Saved data entries
<<<<

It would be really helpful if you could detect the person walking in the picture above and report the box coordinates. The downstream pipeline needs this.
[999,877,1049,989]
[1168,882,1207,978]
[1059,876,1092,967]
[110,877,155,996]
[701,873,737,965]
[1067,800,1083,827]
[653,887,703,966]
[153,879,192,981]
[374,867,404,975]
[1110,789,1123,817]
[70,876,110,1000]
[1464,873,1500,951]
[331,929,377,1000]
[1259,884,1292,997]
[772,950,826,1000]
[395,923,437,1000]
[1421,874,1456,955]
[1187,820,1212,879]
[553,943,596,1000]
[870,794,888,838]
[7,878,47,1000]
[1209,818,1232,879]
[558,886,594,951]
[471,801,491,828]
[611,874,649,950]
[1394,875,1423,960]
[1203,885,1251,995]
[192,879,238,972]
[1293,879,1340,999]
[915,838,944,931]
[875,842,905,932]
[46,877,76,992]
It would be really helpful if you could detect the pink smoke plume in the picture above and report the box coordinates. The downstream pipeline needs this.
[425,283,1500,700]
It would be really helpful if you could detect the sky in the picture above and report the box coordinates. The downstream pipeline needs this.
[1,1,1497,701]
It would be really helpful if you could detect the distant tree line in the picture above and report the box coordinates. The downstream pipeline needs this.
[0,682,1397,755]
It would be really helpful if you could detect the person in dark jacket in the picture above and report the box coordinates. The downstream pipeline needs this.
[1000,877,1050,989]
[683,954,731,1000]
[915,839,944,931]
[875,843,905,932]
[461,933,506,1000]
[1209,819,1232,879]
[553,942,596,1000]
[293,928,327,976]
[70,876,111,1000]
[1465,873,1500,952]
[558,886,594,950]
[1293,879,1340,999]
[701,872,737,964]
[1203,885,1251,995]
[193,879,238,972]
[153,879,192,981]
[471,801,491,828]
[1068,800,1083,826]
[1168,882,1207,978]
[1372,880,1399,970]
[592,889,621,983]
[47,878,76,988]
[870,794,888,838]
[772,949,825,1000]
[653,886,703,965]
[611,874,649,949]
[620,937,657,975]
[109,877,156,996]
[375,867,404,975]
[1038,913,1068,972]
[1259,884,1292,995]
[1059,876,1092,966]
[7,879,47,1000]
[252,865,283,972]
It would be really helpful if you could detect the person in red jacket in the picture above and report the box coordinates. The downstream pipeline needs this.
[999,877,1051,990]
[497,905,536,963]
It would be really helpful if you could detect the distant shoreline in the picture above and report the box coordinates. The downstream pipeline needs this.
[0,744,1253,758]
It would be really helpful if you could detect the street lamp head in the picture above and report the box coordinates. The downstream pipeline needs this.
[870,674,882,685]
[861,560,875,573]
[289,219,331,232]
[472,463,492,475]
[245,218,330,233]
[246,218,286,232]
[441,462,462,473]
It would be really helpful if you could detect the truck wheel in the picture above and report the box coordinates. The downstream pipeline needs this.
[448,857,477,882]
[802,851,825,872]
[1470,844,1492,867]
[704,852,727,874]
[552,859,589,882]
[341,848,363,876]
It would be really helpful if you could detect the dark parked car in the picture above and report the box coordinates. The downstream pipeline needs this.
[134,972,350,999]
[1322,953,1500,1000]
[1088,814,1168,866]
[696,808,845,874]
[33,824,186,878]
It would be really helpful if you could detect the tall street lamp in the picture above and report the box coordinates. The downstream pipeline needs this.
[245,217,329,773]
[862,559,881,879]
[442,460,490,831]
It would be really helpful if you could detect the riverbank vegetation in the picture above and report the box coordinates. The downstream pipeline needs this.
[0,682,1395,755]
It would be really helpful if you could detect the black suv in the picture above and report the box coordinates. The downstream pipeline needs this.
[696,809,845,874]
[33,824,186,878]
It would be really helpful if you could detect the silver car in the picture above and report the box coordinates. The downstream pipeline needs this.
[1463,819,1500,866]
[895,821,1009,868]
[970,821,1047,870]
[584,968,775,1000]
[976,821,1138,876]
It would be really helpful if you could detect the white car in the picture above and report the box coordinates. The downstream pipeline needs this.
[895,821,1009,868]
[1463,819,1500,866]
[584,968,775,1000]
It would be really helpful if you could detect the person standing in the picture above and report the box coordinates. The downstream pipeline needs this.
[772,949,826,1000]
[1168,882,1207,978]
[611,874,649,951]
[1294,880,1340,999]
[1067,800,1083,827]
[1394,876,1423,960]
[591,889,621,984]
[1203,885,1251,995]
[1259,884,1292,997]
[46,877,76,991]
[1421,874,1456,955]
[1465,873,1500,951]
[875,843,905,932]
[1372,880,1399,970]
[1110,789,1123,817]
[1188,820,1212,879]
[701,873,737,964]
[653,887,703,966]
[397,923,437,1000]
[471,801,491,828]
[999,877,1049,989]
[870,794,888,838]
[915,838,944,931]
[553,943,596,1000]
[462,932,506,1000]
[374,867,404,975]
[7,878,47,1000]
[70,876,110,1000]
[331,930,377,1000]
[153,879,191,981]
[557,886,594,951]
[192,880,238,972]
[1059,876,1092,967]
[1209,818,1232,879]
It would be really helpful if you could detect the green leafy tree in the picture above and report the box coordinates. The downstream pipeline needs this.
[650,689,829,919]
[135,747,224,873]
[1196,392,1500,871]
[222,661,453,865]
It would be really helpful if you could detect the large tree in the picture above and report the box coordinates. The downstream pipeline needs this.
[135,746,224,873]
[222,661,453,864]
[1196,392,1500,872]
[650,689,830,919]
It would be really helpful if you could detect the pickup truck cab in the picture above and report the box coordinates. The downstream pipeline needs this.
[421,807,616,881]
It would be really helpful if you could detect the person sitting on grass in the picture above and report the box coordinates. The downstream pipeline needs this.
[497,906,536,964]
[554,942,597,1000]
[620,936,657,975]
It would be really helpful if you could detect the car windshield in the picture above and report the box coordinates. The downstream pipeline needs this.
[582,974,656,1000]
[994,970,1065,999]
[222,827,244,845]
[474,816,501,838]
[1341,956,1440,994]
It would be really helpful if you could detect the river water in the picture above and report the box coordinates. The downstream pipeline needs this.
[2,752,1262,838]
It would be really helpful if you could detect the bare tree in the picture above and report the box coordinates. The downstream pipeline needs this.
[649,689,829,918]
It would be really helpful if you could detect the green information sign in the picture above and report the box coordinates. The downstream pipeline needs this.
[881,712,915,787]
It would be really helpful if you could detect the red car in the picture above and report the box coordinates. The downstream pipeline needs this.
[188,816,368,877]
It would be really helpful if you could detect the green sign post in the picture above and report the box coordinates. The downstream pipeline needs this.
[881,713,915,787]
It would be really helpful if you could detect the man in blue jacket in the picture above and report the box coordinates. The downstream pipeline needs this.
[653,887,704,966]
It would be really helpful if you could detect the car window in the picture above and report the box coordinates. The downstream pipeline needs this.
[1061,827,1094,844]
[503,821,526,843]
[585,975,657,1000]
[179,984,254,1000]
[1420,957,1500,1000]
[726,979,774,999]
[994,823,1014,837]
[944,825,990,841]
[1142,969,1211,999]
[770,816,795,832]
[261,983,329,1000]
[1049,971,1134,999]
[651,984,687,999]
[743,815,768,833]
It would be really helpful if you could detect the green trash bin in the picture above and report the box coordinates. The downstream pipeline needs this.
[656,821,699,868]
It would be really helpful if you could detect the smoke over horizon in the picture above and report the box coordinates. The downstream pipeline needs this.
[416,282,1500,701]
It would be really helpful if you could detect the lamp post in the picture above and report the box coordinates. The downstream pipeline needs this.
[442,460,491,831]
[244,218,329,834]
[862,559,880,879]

>>>>

### Your goal:
Each line above must be reproduced exactly.

### Reply:
It would be really helpful if you could detect the person walking in the picture above and report the box coordinates. The downstream pipeline needs this.
[999,877,1049,989]
[1168,882,1207,978]
[1059,876,1092,967]
[110,877,155,996]
[701,873,737,965]
[1067,800,1083,827]
[653,887,703,966]
[153,879,192,981]
[374,867,404,975]
[1110,789,1123,817]
[70,876,110,1000]
[1464,873,1500,951]
[331,929,377,1000]
[1259,884,1292,997]
[772,950,826,1000]
[395,923,437,1000]
[1421,874,1456,955]
[1187,820,1212,879]
[553,943,596,1000]
[870,794,888,838]
[7,878,47,1000]
[1209,818,1232,879]
[558,886,594,951]
[471,801,491,828]
[611,874,649,950]
[1394,875,1423,960]
[1203,885,1251,995]
[192,879,238,972]
[1293,879,1340,999]
[915,838,944,931]
[875,842,905,932]
[46,877,76,992]
It would be really helpful if you could detect the pink smoke plume in the picture above and report the box coordinates. The downstream pipeline needs this.
[425,283,1500,700]
It would be really helpful if you could detect the sky in the picture above and report the box coordinates. The downstream pipeline needs this.
[1,1,1497,701]
It would be really helpful if you could detect the distant tree line in the picture above and report the box coordinates. The downstream pipeline needs this.
[0,682,1397,755]
It would be really helpful if you could detect the person in dark jacket in the picture above and report the box coordinates. The downstream pipeline needs this.
[1000,877,1050,989]
[683,954,731,1000]
[915,839,944,931]
[875,843,905,932]
[461,933,506,1000]
[1209,819,1232,879]
[553,942,596,1000]
[293,928,327,976]
[70,876,111,1000]
[1465,873,1500,952]
[558,886,594,950]
[1293,879,1340,999]
[701,872,737,964]
[1203,885,1251,995]
[193,879,238,972]
[153,879,192,981]
[471,801,491,828]
[1068,800,1083,826]
[1168,882,1207,978]
[1372,880,1399,970]
[592,889,621,983]
[47,878,76,988]
[870,794,888,838]
[772,949,825,1000]
[653,886,703,965]
[611,874,649,949]
[620,937,657,975]
[109,877,156,996]
[375,867,404,975]
[1038,913,1068,972]
[1259,884,1292,995]
[1059,876,1092,966]
[7,879,47,1000]
[252,865,283,972]
It would be really helpful if you could detect the person in red jacket in the picture above and report the box coordinates. The downstream pipeline needs this.
[999,877,1051,990]
[497,905,536,963]
It would be really helpful if you could detect the distant shoreline in the picture above and report the box coordinates. The downstream pipeline needs this.
[0,744,1253,758]
It would be really helpful if you could detect the street lamp head in the picture above and report the box coordinates. The downstream pipeline needs this.
[870,674,882,685]
[861,560,875,573]
[289,219,331,232]
[472,463,492,475]
[245,218,330,233]
[246,218,286,232]
[441,462,462,473]
It would be really helpful if you could detect the truck wheel in the picture above and report the box coordinates. The downstream pipeline needs this.
[448,857,477,882]
[802,851,825,872]
[1470,844,1492,867]
[704,852,727,874]
[552,859,589,882]
[341,848,363,876]
It would be really helpful if you could detect the dark parked car in the picture above and report the box coordinates. The downstream pipeline needs this.
[134,972,350,999]
[1322,953,1500,1000]
[1088,814,1168,866]
[696,808,845,874]
[33,824,186,878]
It would be really helpful if you could detect the tall street lamp in the picture above and report the box coordinates. The downstream pipeline needs this.
[245,217,329,773]
[862,559,881,879]
[442,460,490,831]
It would be really helpful if you could detect the riverbank vegetation in the picture above and report the box coordinates. The downstream pipeline needs this.
[0,682,1395,755]
It would be really helpful if you could detect the black suv in the picture above and report the box coordinates. The downstream pipeline needs this.
[696,809,845,874]
[33,824,186,878]
It would be really helpful if you could detect the silver car in the picture above and report the box coordinates. The downstream pipeline needs this.
[1463,819,1500,866]
[895,821,1009,868]
[970,821,1047,870]
[584,968,775,1000]
[976,821,1138,876]
It would be really helpful if you could detect the white car in the picture above and report the box coordinates. The downstream pipeline needs this.
[895,821,1009,868]
[1463,819,1500,866]
[584,968,775,1000]
It would be really helpful if you could detect the person standing in the picture above and report the box coordinates. The downstream pipeline needs this.
[772,949,826,1000]
[1168,882,1207,978]
[611,874,649,951]
[1294,880,1340,999]
[1067,800,1083,827]
[1394,876,1423,960]
[591,889,621,984]
[1203,885,1251,995]
[1259,884,1292,997]
[46,877,76,991]
[1421,874,1456,955]
[1465,873,1500,951]
[875,843,905,932]
[1372,880,1399,970]
[1110,789,1123,817]
[1188,820,1212,879]
[701,873,737,964]
[653,887,703,966]
[397,923,437,1000]
[471,801,491,828]
[999,877,1049,989]
[870,794,888,838]
[915,838,944,931]
[553,943,596,1000]
[462,932,506,1000]
[374,867,404,975]
[7,878,47,1000]
[70,876,110,1000]
[331,930,377,1000]
[153,879,191,981]
[557,886,594,951]
[192,880,238,972]
[1059,876,1092,967]
[1209,818,1232,879]
It would be really helpful if you could detect the green leafy tree in the picture above and report the box coordinates. The downstream pipeline needs this.
[650,689,829,919]
[135,747,224,873]
[1196,392,1500,871]
[222,661,453,865]
It would be really helpful if you could detect the large tree in the picture above and report the box coordinates. The downstream pipeline needs this.
[135,746,224,873]
[222,661,453,864]
[1196,392,1500,872]
[650,689,830,919]
It would be really helpful if you could detect the pickup truck cab in the picture above and report the box coordinates. The downstream pipeline needs this.
[421,807,616,881]
It would be really helpful if you could detect the person sitting on grass in the picture above and report the box coordinates. The downstream pipeline needs this.
[497,906,536,964]
[554,942,597,1000]
[620,936,657,975]
It would be really helpful if you could detect the car windshield in the picture above and report the box coordinates. The downstream pipeline needs this.
[582,974,656,1000]
[994,970,1065,999]
[222,827,244,845]
[474,816,501,838]
[1341,956,1440,994]
It would be really helpful if you could detect the river water in the picture above and report the box coordinates. The downstream pipeline needs this.
[2,752,1262,838]
It would be really helpful if you could detect the bare tree in the picture above and report the box coordinates. The downstream pipeline needs this.
[649,689,829,918]
It would be really helpful if you could detect the green information sign in the picture above and report the box coordinates. The downstream pipeline needs this.
[881,712,915,787]
It would be really helpful if you could detect the red car in the picture above and report the box coordinates. The downstream pipeline needs this.
[188,816,368,877]
It would be really helpful if you could detect the green sign post in the picture above and report the box coordinates. The downstream pipeline needs this.
[881,713,915,787]
It would be really helpful if you could detect the man in blue jacket in the picture above and report the box coordinates. The downstream pipeline needs this.
[653,887,704,966]
It would be really helpful if you could detect the car window in the picture above and report the box coordinates. The downstream pipeline needs this.
[1061,827,1094,844]
[503,821,526,843]
[585,975,657,1000]
[179,984,254,1000]
[1420,957,1500,1000]
[726,979,774,999]
[994,823,1014,837]
[944,825,990,841]
[1142,969,1211,999]
[770,816,795,832]
[261,983,329,1000]
[1049,971,1134,999]
[651,984,687,999]
[743,815,768,833]
It would be really helpful if you could detect the green trash bin in the picture above and report the box coordinates. The downstream pipeline needs this.
[656,821,699,868]
It would be really helpful if you could detect the smoke over horizon in the picture above and report the box coordinates. The downstream pipeline needs this.
[416,282,1500,701]
It would be really helpful if you could detect the lamp post in the picture above and report the box coordinates. The downstream pipeline needs this.
[442,460,491,831]
[244,218,329,834]
[862,559,880,879]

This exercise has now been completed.